→ TASK INPUT:
■ ■ ■ ■ ■
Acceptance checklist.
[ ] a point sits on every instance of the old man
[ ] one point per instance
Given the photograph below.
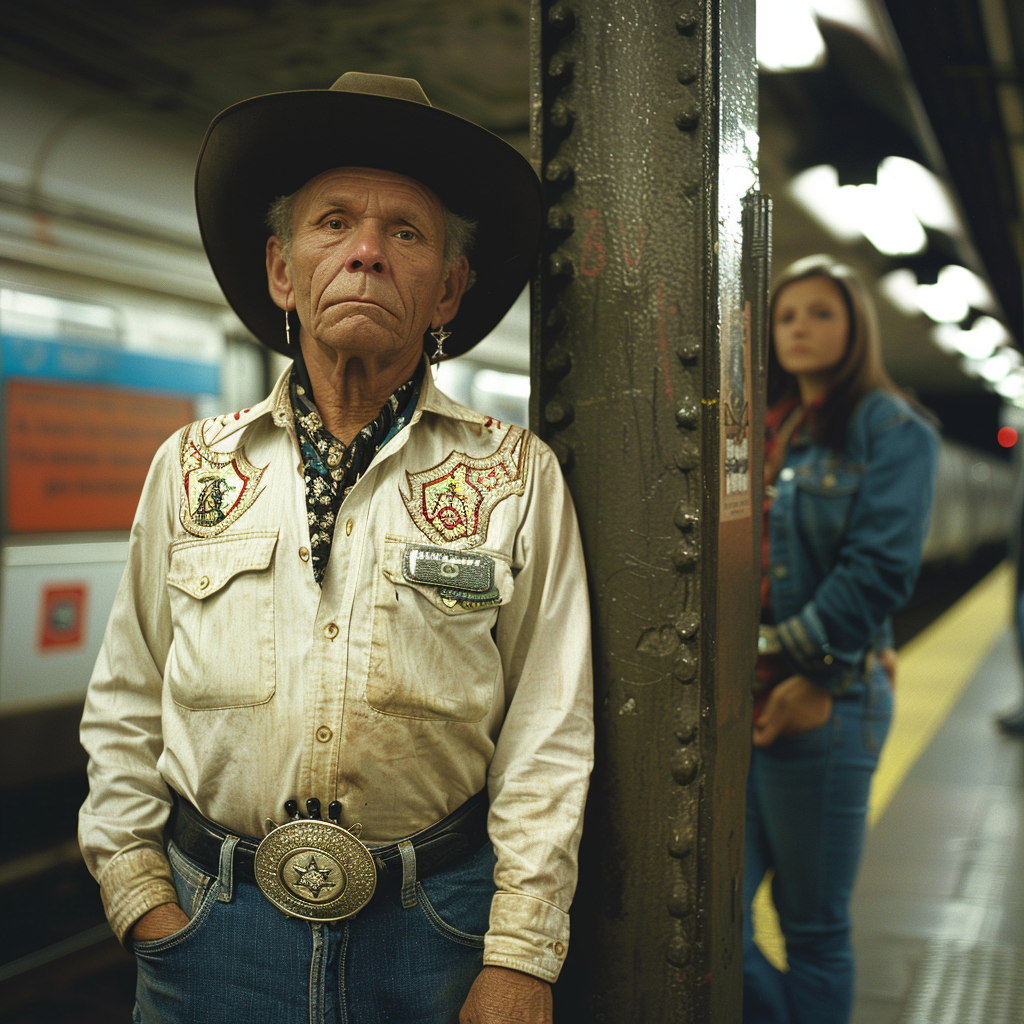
(340, 726)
■ ■ ■ ■ ■
→ YOUR GOAL: Identify the lines of the data that contain the word "instance". Copy each of them.

→ TASK ANSWER:
[ ] a point sits on every instance of the old man
[ ] one point per instance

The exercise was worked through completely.